4.1.3 Two-piece drawn and redrawn cans: In D&R method the cup is pushed through each-succeeding die. The gauge of the bottom and the sidewall of container remains essentially the same as the starting gauge but the inner dimensions of the cup becomes smaller. One or more punching operation may be used depending upon the depth of the can to be produced. These subsequent drawings or “redrawing” can be done once or twice. After drawing and redrawing, the can body is necked in at the bottom to permit easy stacking and incrusted in narrow bands to provide extra side wall strength for vacuum packaging.
While coatings will not adhere to D&I cans during production and must be applied to after the can body is formed, they may be applied to the flat can stock in the D&R process prior to drawing. A typical can, eg. Fruits & vegetable would start with steel having 184.6 µm gauge and end up with a side wall of 179.5 µm. The maximum ratio of height to diameter is about 1.5:1.
4.2 Non-round Cross Section Containers: Non-round cross section containers are typically used for fish and meats that are heat processed, as well as for products such as edible oils, which do not need to be processed. Open trays of round or non-round section are used for baked food products or with lids as take away food containers.
5. CLOSURE SYSTEMS
Closure systems for food and drink cans are by necessity very different in their mode of operation. Food cans require an aperture with either total or virtually full internal diameter of the container through which to remove the product, whereas the aperture for drink cans is designed to suit the method of consumption. Historically, food cans have required a can-opening tool to remove the plain lid. In more recent years, full aperture easy-open ends have been developed based on designs originally used for drink products. Whether plain or easy-open ends are used, the end panel for virtually all food and drink cans is mechanically seamed-on to produce a double seam that is capable of withstanding all the heat-processing cycles in use.
5.1 Easy-open Ends: Easy open ends could be a stay-on tab found on the beverage cans or a ring-pull ends which is found on pet food or heat sealable flexible membrane. The bevcan end is a tab less design with a raised conical profile and a central 19.1 mm pour spout. It is opened by pressing downward a circular panel which pops inward without leaving any hazardous edges. The recent advancement in the easy open membrane lids, which simply peel away and often are teamed with a friction fit plastic lid for protection in the distribution chain.

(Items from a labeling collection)
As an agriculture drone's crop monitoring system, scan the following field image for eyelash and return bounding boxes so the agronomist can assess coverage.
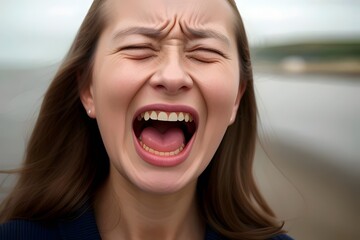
[116,45,157,60]
[187,47,229,63]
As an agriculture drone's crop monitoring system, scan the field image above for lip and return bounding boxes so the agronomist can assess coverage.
[132,104,199,124]
[132,104,199,167]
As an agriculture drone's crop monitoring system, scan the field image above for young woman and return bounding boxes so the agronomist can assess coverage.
[0,0,290,240]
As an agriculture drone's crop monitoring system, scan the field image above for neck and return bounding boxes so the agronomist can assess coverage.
[95,167,205,240]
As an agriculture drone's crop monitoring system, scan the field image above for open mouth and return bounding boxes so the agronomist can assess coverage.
[133,110,197,157]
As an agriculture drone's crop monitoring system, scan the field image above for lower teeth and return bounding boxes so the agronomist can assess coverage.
[140,141,185,157]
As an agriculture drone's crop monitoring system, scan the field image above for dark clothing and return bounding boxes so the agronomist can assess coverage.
[0,210,292,240]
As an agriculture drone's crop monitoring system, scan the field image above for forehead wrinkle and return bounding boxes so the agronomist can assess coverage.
[112,21,169,41]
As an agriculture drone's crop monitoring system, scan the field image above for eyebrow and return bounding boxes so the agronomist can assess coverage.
[112,27,230,45]
[186,27,230,45]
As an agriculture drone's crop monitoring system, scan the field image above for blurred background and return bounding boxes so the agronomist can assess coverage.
[0,0,360,240]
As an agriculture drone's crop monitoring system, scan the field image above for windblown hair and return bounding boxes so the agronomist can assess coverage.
[0,0,282,239]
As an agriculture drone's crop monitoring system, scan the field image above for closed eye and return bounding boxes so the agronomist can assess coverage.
[187,48,228,63]
[117,45,157,60]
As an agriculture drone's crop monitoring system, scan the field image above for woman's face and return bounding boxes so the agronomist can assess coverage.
[81,0,244,193]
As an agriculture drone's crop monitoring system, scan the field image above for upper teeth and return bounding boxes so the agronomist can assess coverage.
[137,111,193,122]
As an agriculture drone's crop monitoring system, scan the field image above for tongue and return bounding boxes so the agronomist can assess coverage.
[141,127,185,152]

THE TASKS:
1. In the passage on metal cans, why is the body of a drawn-and-redrawn can necked in at the bottom after drawing? Answer in one to three sentences.
2. Answer these questions from the passage on metal cans, one per line:
(a) What is the largest height-to-diameter ratio for a drawn-and-redrawn can?
(b) How wide is the pour spout on the bevcan end?
(c) What steel gauge does a typical fruit and vegetable can start with?
3. Reproduce the passage on metal cans from "While coatings will" to "away food containers.".
These records were taken from a different source than the passage on metal cans.

SOLUTION SET:
1. The can body is necked in at the bottom so that the cans can be stacked easily.

2.
(a) About 1.5:1.
(b) 19.1 mm.
(c) 184.6 µm.

3.
While coatings will not adhere to D&I cans during production and must be applied to after the can body is formed, they may be applied to the flat can stock in the D&R process prior to drawing. A typical can, eg. Fruits & vegetable would start with steel having 184.6 µm gauge and end up with a side wall of 179.5 µm. The maximum ratio of height to diameter is about 1.5:1.
4.2 Non-round Cross Section Containers: Non-round cross section containers are typically used for fish and meats that are heat processed, as well as for products such as edible oils, which do not need to be processed. Open trays of round or non-round section are used for baked food products or with lids as take away food containers.